§ Required work:
Your response should consist of the data that follows, repeated in full without alteration.

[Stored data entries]
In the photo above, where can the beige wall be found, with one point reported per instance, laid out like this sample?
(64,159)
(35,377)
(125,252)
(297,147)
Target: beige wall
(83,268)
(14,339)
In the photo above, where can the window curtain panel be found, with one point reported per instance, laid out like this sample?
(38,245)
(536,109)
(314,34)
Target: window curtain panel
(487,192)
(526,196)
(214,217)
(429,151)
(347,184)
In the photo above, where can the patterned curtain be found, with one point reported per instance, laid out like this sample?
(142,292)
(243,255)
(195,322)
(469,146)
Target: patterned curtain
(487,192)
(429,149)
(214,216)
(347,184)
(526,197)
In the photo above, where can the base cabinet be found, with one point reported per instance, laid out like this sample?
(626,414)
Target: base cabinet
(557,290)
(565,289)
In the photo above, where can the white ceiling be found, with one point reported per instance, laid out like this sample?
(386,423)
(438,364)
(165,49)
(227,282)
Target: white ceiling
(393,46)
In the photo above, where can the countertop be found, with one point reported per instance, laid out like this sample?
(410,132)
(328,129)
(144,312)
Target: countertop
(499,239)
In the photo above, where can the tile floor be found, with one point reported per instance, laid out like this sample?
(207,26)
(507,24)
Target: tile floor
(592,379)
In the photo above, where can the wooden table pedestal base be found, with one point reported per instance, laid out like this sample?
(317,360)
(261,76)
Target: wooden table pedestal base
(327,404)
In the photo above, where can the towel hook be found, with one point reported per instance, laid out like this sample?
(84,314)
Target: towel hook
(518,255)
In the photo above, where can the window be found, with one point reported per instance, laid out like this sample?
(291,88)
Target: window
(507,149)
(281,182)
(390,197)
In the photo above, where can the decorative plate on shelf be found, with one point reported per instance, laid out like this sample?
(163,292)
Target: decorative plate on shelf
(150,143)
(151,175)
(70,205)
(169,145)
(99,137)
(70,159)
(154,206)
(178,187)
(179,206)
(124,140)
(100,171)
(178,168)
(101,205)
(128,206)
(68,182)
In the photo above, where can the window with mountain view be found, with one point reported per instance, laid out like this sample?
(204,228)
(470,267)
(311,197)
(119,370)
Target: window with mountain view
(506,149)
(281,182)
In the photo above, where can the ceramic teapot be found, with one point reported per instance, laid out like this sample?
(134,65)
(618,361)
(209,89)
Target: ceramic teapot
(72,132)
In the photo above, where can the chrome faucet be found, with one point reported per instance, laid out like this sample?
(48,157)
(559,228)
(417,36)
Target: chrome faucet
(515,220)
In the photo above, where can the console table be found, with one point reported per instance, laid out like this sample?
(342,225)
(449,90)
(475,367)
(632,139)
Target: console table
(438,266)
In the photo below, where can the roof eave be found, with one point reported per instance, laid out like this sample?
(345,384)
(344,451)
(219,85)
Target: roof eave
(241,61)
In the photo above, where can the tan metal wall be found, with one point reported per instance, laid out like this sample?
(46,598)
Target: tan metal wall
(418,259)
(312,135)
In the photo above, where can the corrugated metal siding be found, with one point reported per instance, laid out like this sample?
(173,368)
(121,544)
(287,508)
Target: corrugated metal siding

§ Result for this exercise:
In the photo above, where can the beige wall be found, with one point reported per instance, laid out like this sample?
(64,159)
(35,377)
(125,252)
(297,147)
Target: beige wall
(83,268)
(14,339)
In the photo above, where can the window curtain panel be found, with one point reported per instance, laid out like this sample?
(38,245)
(536,109)
(314,34)
Target: window curtain panel
(487,192)
(526,196)
(214,217)
(429,151)
(347,184)
In the photo above, where can the patterned curtain be found, with one point reported per instance, laid out like this sample?
(142,292)
(243,255)
(195,322)
(469,146)
Target: patterned curtain
(487,192)
(429,149)
(214,216)
(347,184)
(526,197)
In the photo above, where can the base cabinet be found, with one point reported per instance, laid out like this sample?
(626,414)
Target: base cabinet
(557,290)
(565,289)
In the photo above, where can the white ceiling be found, with one point reported per instance, laid out like this sample?
(386,423)
(438,364)
(165,49)
(227,282)
Target: white ceiling
(393,46)
In the photo above, where can the countertop be found, with one point reported per instance, laid out like this sample?
(410,132)
(328,129)
(144,312)
Target: countertop
(499,239)
In the photo above, where can the tile floor be found, with one point reported per instance, laid out like this sample?
(207,26)
(507,24)
Target: tile floor
(592,379)
In the photo above, where can the wooden table pedestal base be found, with one point reported per instance, laid out like this sample?
(317,360)
(261,76)
Target: wooden table pedestal base
(327,404)
In the photo above, where can the towel hook be found, with one point reported per instance, laid out like this sample?
(84,314)
Target: towel hook
(518,255)
In the photo above, where can the window be found, with one point reported per instance, laid out like this sample?
(291,88)
Target: window
(507,149)
(281,182)
(390,197)
In the photo above, where can the decorative plate on shelf be found, with one point reported per instance, laid out like this sample?
(163,292)
Target: decorative plate on shelf
(150,143)
(151,175)
(70,205)
(169,145)
(99,137)
(70,159)
(154,206)
(178,187)
(179,206)
(124,140)
(100,171)
(178,168)
(101,205)
(128,206)
(68,182)
In the photo above, where can the window with mountain view be found, with one point reported per instance, laid out like this sample?
(204,228)
(470,267)
(311,197)
(119,370)
Target: window with mountain view
(506,149)
(281,182)
In the photo above, where can the ceramic teapot be found, with one point reported per instance, laid out like this sample?
(134,65)
(618,361)
(209,89)
Target: ceramic teapot
(72,132)
In the photo above, where can the chrome faucet be found, with one point reported per instance, laid out like this sample?
(48,157)
(559,228)
(417,36)
Target: chrome faucet
(515,220)
In the photo above, where can the console table be found, with one point reported per instance, laid out like this sample?
(342,225)
(449,90)
(475,367)
(632,139)
Target: console table
(438,266)
In the photo below, where can the roof eave be found, with one point reported per instance, laid out like this sample?
(345,384)
(344,451)
(219,85)
Target: roof eave
(241,61)
In the photo above, where can the tan metal wall be found, with one point reported per instance, laid out like this sample?
(46,598)
Target: tan metal wall
(418,259)
(312,135)
In the photo above, where can the corrugated metal siding be found, with one point reported per instance, laid out like this sample?
(173,368)
(121,544)
(287,508)
Target: corrugated metal siding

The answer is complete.